» Region pointing data:
☆ ☆ ☆ ☆ ☆ ☆ ☆

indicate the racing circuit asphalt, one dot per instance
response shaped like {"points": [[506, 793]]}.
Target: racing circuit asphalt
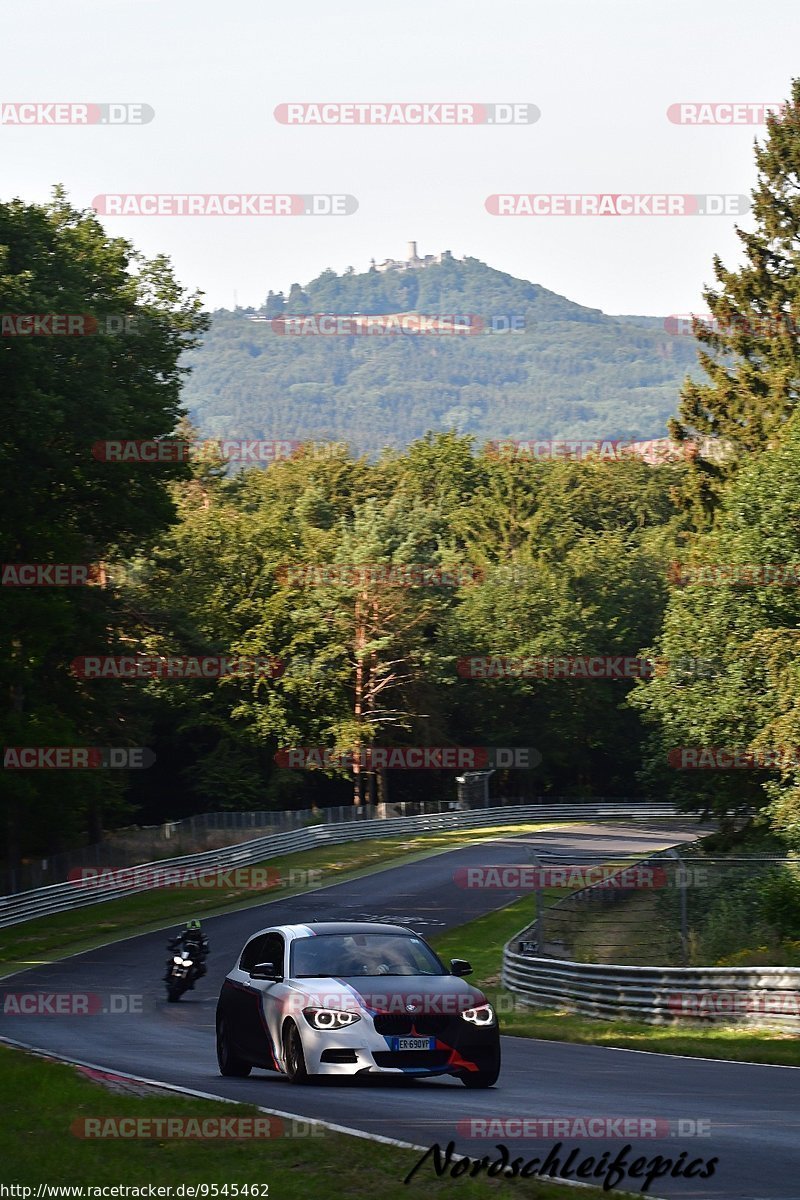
{"points": [[753, 1110]]}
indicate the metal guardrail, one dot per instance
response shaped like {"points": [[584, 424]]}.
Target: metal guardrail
{"points": [[656, 995], [65, 897], [762, 996]]}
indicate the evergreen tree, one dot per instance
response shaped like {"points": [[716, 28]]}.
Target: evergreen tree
{"points": [[751, 351]]}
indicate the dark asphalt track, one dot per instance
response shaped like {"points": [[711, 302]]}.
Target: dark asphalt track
{"points": [[753, 1111]]}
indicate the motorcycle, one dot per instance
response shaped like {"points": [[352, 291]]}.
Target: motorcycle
{"points": [[182, 971]]}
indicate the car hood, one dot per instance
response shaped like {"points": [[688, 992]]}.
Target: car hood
{"points": [[440, 995]]}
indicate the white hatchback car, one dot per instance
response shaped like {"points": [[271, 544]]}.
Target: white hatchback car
{"points": [[353, 999]]}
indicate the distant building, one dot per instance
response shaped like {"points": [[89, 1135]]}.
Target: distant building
{"points": [[411, 262]]}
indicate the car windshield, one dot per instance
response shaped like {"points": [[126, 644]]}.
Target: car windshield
{"points": [[362, 954]]}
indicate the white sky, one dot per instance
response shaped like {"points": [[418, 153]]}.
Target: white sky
{"points": [[602, 72]]}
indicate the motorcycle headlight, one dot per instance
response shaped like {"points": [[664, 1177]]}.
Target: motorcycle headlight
{"points": [[329, 1018], [481, 1015]]}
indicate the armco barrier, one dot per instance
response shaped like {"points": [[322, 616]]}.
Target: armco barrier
{"points": [[764, 996], [65, 897]]}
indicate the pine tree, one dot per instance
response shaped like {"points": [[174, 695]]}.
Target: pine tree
{"points": [[751, 349]]}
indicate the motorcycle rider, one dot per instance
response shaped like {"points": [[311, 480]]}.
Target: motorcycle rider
{"points": [[196, 942]]}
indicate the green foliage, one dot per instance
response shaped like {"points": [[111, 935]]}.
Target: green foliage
{"points": [[751, 354], [61, 504]]}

☆ ☆ ☆ ☆ ☆ ☆ ☆

Return the data exactly. Pictures stay out.

indicate the racing circuit asphalt, one dot per instance
response shaped like {"points": [[506, 793]]}.
Target: racing circuit asphalt
{"points": [[753, 1110]]}
indicate the metal guardrail, one dot per instance
response shaped like {"points": [[584, 424]]}.
Target: metal guardrail
{"points": [[656, 995], [65, 897], [762, 996]]}
indicate the evergreen tree, one dot per instance
response shaped like {"points": [[716, 28]]}.
Target: evergreen tree
{"points": [[751, 351]]}
indicate the dark asphalt track, one dot per instance
response shaped like {"points": [[711, 302]]}.
Target: dark asphalt track
{"points": [[753, 1111]]}
indicate the motorcycle, one dot per instance
response shaped like {"points": [[352, 291]]}.
Target: motorcycle
{"points": [[182, 971]]}
indicate the car hood, one dot per instance
response shaped like {"points": [[688, 992]]}.
Target: car hood
{"points": [[440, 995]]}
indicate the white hatchback car, one dot per instance
response shaped like {"points": [[271, 544]]}.
Target: white hatchback car
{"points": [[353, 999]]}
indicate the distant building, one dot per instance
response shaped like {"points": [[89, 1135]]}.
Target: distant building
{"points": [[411, 262]]}
indicate the car windshield, one dot per instance
response shaped like {"points": [[126, 644]]}.
Target: car windshield
{"points": [[362, 954]]}
indicate the white sky, one dot per instance
response shaped like {"points": [[418, 153]]}.
Target: white sky
{"points": [[602, 72]]}
indicate the motorcycle headlight, one dot per instance
response shaped like {"points": [[664, 1177]]}.
Target: motorcycle headlight
{"points": [[329, 1018], [481, 1015]]}
indicate the armco barrier, one dot per instance
response shaped like {"points": [[322, 616]]}.
Target: armco barrier
{"points": [[764, 996], [65, 897]]}
indicate the pine tree, one dot per instance
response shaped like {"points": [[174, 695]]}.
Target: pine tree
{"points": [[751, 349]]}
indicate the motorcycle rider, one dot per instance
response shaped like {"points": [[311, 480]]}.
Target: motorcycle rider
{"points": [[196, 942]]}
indicate the green foliage, one dot per instance
response shaped like {"points": [[111, 935]]}.
Target: green foliage
{"points": [[751, 354], [61, 504]]}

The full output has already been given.